> Письменное задание A:
Ответьте на вопросы по отрывку о ведущих летчиках:
(i) Какая звезда подмигивала с неба?
(ii) Почему молодые летчики были недоученными?
(iii) Что может произойти с боевым заданием, если сбит ведущий?
> Письменное задание B:
Напишите продолжение отрывка о ведущих летчиках после его последнего предложения.

> Извлеченный текст:
"""

Я лежал на сене, откинувшись навзничь. С неба мне весело подмигивала Полярная звезда...
Завтра снова боевое задание.
"Ни шагу назад!"
Безрассудный ведомый
Ведущий на фронте ценится на вес золота. Он летит на головном самолете. Это самый опытный в группе летчик. Если в полку есть ведущие, то часть боеспособна. Ведущему можно было "нацеплять на хвост" сколько угодно молодых необстрелянных летчиков. А молодые были не только необстрелянные, но и недоученные, потому что выпускались по ускоренной программе военного времени.
Поначалу этих молодых приходилось откармливать после полуголодной тыловой нормы. Потом проверяли их технику пилотирования, давали тренировочные полеты. И только после этого пускали с ведущим для боевого крещения.
Ведущий - вожак в полете и лучший советчик молодому летчику на земле. Он может быстро собрать взлетевшие за ним самолеты; может провести группу по намеченному маршруту; может хитро обойти зенитные и истребительные заслоны противника; отыскать на переполосованной траншеями и искромсанной снарядами земле цель; тактически грамотно и, сообразуясь с обстановкой, выполнить атаку.
Но прежде чем постичь все эти военные премудрости, ведущему нужно было самому поболтаться у кого-то в хвосте и выжить. Сбит ведущий - и боевое задание может сорваться.

"""

> Строки набора данных:

"""

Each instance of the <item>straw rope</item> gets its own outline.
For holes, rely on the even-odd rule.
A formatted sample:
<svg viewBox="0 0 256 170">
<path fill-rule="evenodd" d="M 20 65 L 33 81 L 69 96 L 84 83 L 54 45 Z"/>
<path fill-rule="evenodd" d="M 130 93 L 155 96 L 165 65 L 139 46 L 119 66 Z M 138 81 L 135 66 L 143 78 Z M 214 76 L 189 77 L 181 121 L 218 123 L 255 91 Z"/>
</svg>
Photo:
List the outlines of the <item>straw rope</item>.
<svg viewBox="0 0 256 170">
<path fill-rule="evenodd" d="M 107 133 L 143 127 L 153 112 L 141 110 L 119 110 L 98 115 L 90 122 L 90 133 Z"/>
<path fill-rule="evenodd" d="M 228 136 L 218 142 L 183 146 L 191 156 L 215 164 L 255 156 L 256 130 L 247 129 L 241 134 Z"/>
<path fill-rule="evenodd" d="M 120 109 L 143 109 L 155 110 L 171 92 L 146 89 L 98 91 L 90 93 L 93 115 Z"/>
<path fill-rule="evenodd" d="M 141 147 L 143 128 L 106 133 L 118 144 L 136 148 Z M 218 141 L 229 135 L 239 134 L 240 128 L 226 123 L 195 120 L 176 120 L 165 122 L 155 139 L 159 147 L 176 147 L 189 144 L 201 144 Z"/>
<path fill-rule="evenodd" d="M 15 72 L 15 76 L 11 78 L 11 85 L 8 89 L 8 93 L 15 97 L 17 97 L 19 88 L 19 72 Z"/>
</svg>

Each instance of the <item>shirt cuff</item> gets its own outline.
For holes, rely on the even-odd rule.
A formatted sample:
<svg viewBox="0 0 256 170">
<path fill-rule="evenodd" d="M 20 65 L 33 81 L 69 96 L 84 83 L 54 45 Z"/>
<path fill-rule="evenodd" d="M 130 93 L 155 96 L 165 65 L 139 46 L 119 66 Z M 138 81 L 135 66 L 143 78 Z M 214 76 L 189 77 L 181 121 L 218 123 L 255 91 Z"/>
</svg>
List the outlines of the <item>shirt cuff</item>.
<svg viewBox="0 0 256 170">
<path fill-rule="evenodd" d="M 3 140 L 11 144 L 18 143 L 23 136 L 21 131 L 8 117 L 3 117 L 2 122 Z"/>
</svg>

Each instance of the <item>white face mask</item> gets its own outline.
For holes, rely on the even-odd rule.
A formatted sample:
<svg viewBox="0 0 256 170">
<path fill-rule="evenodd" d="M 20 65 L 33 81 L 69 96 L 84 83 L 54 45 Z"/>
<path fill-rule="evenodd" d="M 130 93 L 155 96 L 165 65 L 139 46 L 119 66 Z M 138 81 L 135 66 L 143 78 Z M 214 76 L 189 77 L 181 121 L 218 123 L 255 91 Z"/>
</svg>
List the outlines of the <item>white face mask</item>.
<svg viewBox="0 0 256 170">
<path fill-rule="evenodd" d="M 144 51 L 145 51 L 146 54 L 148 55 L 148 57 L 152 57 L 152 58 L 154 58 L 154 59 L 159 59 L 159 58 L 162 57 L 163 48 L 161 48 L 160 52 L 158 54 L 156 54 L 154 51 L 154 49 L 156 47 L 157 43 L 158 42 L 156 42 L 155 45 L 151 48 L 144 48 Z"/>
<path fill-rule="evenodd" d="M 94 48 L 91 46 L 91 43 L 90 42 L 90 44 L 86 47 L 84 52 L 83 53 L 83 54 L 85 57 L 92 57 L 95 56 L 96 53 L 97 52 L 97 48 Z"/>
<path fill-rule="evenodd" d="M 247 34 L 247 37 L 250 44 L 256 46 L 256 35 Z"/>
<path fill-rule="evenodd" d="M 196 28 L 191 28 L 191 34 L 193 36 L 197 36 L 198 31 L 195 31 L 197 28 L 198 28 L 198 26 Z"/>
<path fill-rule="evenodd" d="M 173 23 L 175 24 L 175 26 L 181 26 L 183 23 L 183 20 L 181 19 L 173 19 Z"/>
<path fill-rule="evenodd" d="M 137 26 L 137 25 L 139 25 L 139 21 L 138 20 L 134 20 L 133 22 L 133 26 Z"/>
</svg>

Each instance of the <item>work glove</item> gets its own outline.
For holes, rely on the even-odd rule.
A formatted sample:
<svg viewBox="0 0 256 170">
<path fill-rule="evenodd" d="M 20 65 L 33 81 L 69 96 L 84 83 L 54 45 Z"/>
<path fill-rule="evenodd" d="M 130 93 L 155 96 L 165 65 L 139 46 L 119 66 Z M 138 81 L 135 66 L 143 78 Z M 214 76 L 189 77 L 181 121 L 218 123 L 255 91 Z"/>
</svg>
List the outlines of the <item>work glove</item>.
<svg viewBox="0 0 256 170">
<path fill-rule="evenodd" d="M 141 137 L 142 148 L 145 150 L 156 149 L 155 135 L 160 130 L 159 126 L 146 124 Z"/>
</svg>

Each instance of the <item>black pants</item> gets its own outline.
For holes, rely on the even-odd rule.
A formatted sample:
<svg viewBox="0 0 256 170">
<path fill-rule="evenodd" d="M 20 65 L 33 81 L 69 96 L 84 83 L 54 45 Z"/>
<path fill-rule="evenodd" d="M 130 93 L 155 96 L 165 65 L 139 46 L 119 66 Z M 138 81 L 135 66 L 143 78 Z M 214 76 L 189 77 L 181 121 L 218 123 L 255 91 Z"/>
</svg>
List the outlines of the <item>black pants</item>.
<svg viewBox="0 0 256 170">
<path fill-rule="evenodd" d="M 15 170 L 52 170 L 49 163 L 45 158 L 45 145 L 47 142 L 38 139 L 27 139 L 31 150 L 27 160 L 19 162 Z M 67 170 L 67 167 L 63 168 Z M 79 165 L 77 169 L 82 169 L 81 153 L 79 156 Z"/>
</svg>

"""

> Результат A:
(i) Полярная звезда.
(ii) Они выпускались по ускоренной программе военного времени.
(iii) Боевое задание может сорваться.

> Результат B:
Ведомому тоже нелегко. Летит он, стараясь держаться в строю. А сосед почему-то все время дергается: то провалится, то "вспухнет" над строем. За ним нужно следить. Почти не остается времени, чтобы взглянуть на приборную доску, заметить разрывы зенитных снарядов или приближение "мессеров". Ведомый не успевает вести ориентировку и обычно не знает, где летит. Ну а если ведущего вдруг собьют, а ведомые его все неопытные летчики - что тогда?
Случалось и такое. Я уже рассказывал об этом.
Но и ведомый ведомому рознь.
В одном боевом вылете я очень разозлился на своего ведомого...
Мы шестеркой штурмовали противника в районе Лисичанска. Под нами - голая, порыжевшая от зноя, бугристая степь. По ней, развернувшись фронтом, по-черепашьи ползут немецкие танки. Танки ведут огонь. Один из них дымит, кружит на месте. Позади танков залегли редкие цепочки немецких солдат. Значит, наши с переднего края прижали их огнем. В самый раз подоспела наша шестерка.
Мы перестроились цепочкой и один за другим, с разворотом пошли вниз, открыв огонь. Заходили вдоль фронта немецких танков. У самой земли открыли выливные приборы. Под штурмовиками огненный дождь: горит фосфор. Все внизу скрылось за клубами белого дыма.
Снова набираем высоту. В бледном, словно слинявшем от жары, небе около наших самолетов непрерывно появляются и медленно тают дымные хлопья: бьют зенитки. Но нам сейчас не до них. Стали в круг - началась штурмовка. Одна атака, вторая...
Мы ходили в кругу, а в это же время невдалеке десятка полтора немецких "юнкерсов-87" - "лапотников" с торчащими из-под фюзеляжа колесами, тоже устроили карусель. Поблескивая на солнце стеклами фонарей, они поочередно сваливались на крыло и почти отвесно пикировали на железнодорожную станцию Яма, ныряя в черный дым. Над "юнкерсами" разгуливали парочки "мессеров" и сверху высматривали добычу. А добыча для них - наши штурмовики, прилетевшие без прикрытия.
После нескольких атак, когда боекомплекты к пушкам и пулеметам были уже на исходе, я заметил, как в нашу сторону направились четыре вражеских истребителя. Не иначе как по рации их наводили. Я подал команду уходить от цели.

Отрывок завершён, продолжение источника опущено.